Quotes

Here is a list of my favorite quotes. Most are from notable philosophers or literary figures. Several are from Allen W. Wood, my philosophy professor at Stanford.

It is an important truth in moral theory that human life is sufficiently complex that no moral principle formulated simply enough to be useful can be guaranteed free of exceptions. But it is also true that people have a deplorable tendency to use the general truth that moral rules admit of exceptions as a pretext for making exceptions when they should not.
– Allen W. Wood

The only honest option for lovers of innocence is to accept that their love for it simply proves that they have lost it forever, and that their only task now is to face up to the uncanny and abysmal challenge of making some kind of new life for themselves in the bleak, comfortless territory east of Eden that we call the human condition.

– Allen W. Wood

It is a general human failing to rationalize the violation of important moral principles by magnifying the importance of some immediate good to be obtained or evil to be averted.

– Allen W. Wood

In such a world of conflict, a world of victims and executioners, it is the job of thinking people, not to be on the side of the executioners.
-Albert Camus

It is wrong always, everywhere, and for anyone, to believe anything upon insufficient evidence.
-William Clifford

Ordinary people seem not to realize that philosophy, practiced in the proper manner, is learning how to die.
– Plato

For despair the most cherished and desirable place to live is in the heart of happiness.
– Soren Kierkegaard

No testimony is sufficient to establish a miracle, unless the testimony be of such a kind, that its falsehood would be more miraculous than the fact which it endeavours to establish.

PROVIDED MATERIAL:
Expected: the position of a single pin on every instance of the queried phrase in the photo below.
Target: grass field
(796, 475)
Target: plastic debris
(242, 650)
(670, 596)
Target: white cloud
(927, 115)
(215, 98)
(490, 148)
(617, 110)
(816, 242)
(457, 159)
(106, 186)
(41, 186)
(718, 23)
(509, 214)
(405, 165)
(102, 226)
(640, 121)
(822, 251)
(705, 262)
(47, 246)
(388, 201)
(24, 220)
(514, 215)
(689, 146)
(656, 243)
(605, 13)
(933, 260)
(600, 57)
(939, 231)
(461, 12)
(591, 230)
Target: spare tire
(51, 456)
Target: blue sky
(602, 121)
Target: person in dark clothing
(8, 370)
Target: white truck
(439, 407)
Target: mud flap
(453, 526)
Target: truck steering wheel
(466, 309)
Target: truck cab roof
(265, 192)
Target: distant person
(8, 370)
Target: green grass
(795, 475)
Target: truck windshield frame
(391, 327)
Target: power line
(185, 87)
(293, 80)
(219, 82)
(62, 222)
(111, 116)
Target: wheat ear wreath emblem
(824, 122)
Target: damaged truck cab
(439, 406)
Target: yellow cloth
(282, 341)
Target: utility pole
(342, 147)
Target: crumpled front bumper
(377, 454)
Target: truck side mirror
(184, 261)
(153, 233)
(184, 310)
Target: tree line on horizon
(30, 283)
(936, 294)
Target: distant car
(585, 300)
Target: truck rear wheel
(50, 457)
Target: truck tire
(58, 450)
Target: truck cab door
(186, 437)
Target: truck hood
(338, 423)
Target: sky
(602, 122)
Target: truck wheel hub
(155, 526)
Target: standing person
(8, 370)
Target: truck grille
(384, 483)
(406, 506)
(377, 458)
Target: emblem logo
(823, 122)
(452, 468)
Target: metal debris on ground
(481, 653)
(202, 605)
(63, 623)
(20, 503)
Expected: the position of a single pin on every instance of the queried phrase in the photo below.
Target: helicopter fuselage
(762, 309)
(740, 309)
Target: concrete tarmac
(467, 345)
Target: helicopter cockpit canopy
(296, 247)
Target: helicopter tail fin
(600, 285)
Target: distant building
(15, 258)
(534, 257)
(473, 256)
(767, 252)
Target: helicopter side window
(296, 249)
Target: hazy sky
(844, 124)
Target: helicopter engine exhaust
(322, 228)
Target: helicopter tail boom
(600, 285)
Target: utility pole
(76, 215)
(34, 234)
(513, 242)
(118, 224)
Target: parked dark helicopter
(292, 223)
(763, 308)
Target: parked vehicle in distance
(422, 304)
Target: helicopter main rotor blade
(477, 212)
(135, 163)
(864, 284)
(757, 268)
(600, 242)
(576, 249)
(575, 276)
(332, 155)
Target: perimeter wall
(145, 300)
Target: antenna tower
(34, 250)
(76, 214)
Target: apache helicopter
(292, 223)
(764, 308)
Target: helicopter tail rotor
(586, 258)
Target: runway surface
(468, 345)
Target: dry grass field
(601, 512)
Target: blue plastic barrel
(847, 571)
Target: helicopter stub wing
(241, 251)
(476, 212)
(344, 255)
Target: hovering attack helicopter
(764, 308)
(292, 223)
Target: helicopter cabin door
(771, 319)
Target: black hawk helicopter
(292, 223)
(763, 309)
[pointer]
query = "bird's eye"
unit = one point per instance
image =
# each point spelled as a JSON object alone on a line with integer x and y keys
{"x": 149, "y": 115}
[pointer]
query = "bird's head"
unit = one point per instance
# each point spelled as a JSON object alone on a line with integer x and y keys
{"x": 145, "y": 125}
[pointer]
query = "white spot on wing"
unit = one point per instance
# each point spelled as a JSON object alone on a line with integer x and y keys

WORK TASK A: According to the list of favorite quotes, who is Allen W. Wood?
WORK TASK B: Please write out the stretch of the list of favorite quotes from "The only honest" through "upon insufficient evidence.", changing "innocence" to "purity".
WORK TASK C: Go on with the list of favorite quotes from the point where it ends.
The records have nothing to do with the list of favorite quotes.

ANSWER SPACE A: The list-maker's philosophy professor at Stanford.

ANSWER SPACE B:
The only honest option for lovers of purity is to accept that their love for it simply proves that they have lost it forever, and that their only task now is to face up to the uncanny and abysmal challenge of making some kind of new life for themselves in the bleak, comfortless territory east of Eden that we call the human condition.

– Allen W. Wood

It is a general human failing to rationalize the violation of important moral principles by magnifying the importance of some immediate good to be obtained or evil to be averted.

– Allen W. Wood

In such a world of conflict, a world of victims and executioners, it is the job of thinking people, not to be on the side of the executioners.
-Albert Camus

It is wrong always, everywhere, and for anyone, to believe anything upon insufficient evidence.

ANSWER SPACE C:
– David Hume

They use their capacities, amass money, carry on secular activities, calculate shrewdly, etc., perhaps make a name in history, but themselves they are not; spiritually speaking, they have no self, no self for whose sake they could venture anything, no self before God – however self-seeking they are otherwise.
– Soren Kierkegaard

Life’s but a walking shadow, a poor player
That struts and frets his hour upon the stage
And then is heard no more: it is a tale
Told by an idiot, full of sound and fury,
Signifying nothing
– Macbeth, Shakespeare

No man is a hero to his valet de chambre, not because the former is not a hero but because the latter is a valet de chambre. The hero as such does not exist for the valet, but for the world, for reality, and for history.
– Hegel

World-historic individuals were not at all concerned with honour and fame, for the ordinary and superficial appearances which had previously been revered are precisely what they would have treated with derision. And only by so doing were they able to fulfill their task, for otherwise they would have remained within the ordinary channels of human existence, and someone else would have accomplished the will of the spirit.
– Hegel

For in proportion to a man’s want of confidence in his own solitary judgment, does he usually repose, with implicit trust, on the infallibility of “the world” in general. And the world, to each individual, means the part of it with which he comes in contact; his party, his sect, his church, his class of society. He devolves upon his own world the responsibility of being in the right against the dissentient worlds of other people; and it never troubles him that mere accident has decided which of these numerous worlds is the object of his reliance, and that the same causes which make him a Churchman in London, would have made him a Buddhist or a Confucian in Pekin.
– J.S. Mill

Where, not the person’s own character, but the traditions or customs of other people are the rule of conduct, there is wanting one of the principal ingredients of human happiness, and quite the chief ingredient of individual and social progress.
– J.S. Mill

It may be better to be a John Knox than an Alcibiades, but it is better to be a Pericles than either; nor would a Pericles, if we had one in these days, be without anything good which belonged to John Knox.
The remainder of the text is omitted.